Trecho selecionado -
◇ ◇ ◇
Tenho feito essa reflexão e sob o conflito constante de reconhecer meus privilégios versus às dificuldades de tantos outros. Mas assumindo justamente esse paradoxo do momento, penso na mudança como – além de real e necessária para protegermos nós e os demais neste momento – algo estimulante, no sentido de deixarmos velhas práticas, velhos hábitos e velhos olhares no tempo que lhes cabe: o passado.
No sentido de percebermos que precisamos de menos, quando se trata do que não agrega, e precisamos de mais no que se refere ao que de fato alimenta a vida – os cuidados com a matéria e sensações.
Precisamos de menos tempo perdido, menos compromissos engessados, menos certezas sobre as condições que são incertas e sempre foram, que são mutáveis e adaptáveis e, por isso, justificam exatamente nossos dinâmicos movimentos na vida. Precisamos gostar mais, zelar e ouvir.
◇ ◇ ◇
(Entradas de dados coletados)
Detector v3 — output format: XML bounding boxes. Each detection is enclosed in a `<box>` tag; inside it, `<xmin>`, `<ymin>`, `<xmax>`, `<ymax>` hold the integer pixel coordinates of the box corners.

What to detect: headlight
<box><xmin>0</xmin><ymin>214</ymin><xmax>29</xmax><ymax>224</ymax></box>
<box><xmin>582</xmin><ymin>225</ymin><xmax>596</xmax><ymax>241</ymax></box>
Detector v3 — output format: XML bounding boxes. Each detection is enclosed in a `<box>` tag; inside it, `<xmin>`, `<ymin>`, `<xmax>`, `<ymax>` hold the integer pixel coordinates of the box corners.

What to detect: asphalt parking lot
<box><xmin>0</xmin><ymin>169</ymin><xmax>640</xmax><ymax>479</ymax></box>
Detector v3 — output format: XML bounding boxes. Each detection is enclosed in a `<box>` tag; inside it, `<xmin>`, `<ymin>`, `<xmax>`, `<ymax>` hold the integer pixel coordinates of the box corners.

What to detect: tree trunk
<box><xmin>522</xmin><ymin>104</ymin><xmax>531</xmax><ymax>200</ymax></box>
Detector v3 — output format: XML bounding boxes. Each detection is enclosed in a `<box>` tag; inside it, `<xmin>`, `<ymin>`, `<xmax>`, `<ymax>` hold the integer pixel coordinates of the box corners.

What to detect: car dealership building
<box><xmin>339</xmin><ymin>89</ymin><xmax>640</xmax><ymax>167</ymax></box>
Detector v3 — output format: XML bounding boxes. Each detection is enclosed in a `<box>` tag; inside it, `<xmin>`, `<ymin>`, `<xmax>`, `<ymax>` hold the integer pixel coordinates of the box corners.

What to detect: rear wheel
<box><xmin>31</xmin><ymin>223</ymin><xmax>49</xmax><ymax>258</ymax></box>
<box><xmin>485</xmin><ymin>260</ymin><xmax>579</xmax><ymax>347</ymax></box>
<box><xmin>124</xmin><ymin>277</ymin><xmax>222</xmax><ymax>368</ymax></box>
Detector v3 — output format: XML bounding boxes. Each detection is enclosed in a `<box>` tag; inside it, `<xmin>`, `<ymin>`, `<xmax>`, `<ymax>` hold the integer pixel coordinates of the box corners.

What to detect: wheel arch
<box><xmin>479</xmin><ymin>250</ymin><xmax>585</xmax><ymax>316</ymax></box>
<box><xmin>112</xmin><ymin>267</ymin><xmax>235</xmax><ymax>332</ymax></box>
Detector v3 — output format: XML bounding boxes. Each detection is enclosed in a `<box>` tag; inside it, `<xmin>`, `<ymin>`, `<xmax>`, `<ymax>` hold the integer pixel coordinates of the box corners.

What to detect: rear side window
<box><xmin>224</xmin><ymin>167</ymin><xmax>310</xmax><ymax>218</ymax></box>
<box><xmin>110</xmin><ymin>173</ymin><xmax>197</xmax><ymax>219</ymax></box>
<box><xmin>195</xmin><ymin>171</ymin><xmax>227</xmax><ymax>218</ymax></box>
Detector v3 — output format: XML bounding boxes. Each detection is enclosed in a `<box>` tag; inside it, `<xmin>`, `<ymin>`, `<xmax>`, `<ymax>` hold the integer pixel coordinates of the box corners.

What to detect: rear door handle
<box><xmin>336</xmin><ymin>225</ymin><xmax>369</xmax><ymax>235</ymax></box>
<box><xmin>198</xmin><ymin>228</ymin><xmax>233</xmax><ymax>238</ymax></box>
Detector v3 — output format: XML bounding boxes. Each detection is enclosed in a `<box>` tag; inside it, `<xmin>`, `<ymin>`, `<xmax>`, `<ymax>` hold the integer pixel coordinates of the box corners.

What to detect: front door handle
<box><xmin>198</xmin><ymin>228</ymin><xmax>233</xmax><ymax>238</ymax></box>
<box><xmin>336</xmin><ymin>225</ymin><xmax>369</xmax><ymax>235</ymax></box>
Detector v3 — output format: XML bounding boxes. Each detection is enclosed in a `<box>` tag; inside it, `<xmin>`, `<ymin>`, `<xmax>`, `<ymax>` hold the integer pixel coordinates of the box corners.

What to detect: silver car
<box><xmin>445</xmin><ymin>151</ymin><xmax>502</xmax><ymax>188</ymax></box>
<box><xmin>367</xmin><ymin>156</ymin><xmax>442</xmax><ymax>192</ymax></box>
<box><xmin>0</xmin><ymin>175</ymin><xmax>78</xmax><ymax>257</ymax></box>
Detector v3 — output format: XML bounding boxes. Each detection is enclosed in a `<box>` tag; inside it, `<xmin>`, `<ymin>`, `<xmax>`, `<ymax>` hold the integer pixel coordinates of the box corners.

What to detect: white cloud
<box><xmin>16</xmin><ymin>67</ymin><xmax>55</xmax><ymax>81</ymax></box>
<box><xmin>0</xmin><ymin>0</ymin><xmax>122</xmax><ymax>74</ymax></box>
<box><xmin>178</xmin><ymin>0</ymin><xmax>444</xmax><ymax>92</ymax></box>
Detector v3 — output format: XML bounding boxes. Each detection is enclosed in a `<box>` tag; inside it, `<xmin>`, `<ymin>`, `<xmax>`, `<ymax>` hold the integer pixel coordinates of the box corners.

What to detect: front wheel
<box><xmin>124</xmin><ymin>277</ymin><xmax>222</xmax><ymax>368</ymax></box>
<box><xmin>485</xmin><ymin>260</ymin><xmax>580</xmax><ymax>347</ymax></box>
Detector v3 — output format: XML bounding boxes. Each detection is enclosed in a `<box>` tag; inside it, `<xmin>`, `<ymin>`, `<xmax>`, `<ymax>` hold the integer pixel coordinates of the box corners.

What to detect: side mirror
◇ ◇ ◇
Item de ação A - De acordo com o trecho selecionado, em que tempo devem ficar as velhas práticas, os velhos hábitos e os velhos olhares?
Item de ação B - Atualize o trecho selecionado desde "Tenho feito essa" até "matéria e sensações.", substituindo "hábitos" por "costumes".
As linhas constituem material independente do trecho.

Resultado da tarefa A - No passado.

Resultado da tarefa B -
Tenho feito essa reflexão e sob o conflito constante de reconhecer meus privilégios versus às dificuldades de tantos outros. Mas assumindo justamente esse paradoxo do momento, penso na mudança como – além de real e necessária para protegermos nós e os demais neste momento – algo estimulante, no sentido de deixarmos velhas práticas, velhos costumes e velhos olhares no tempo que lhes cabe: o passado.
No sentido de percebermos que precisamos de menos, quando se trata do que não agrega, e precisamos de mais no que se refere ao que de fato alimenta a vida – os cuidados com a matéria e sensações.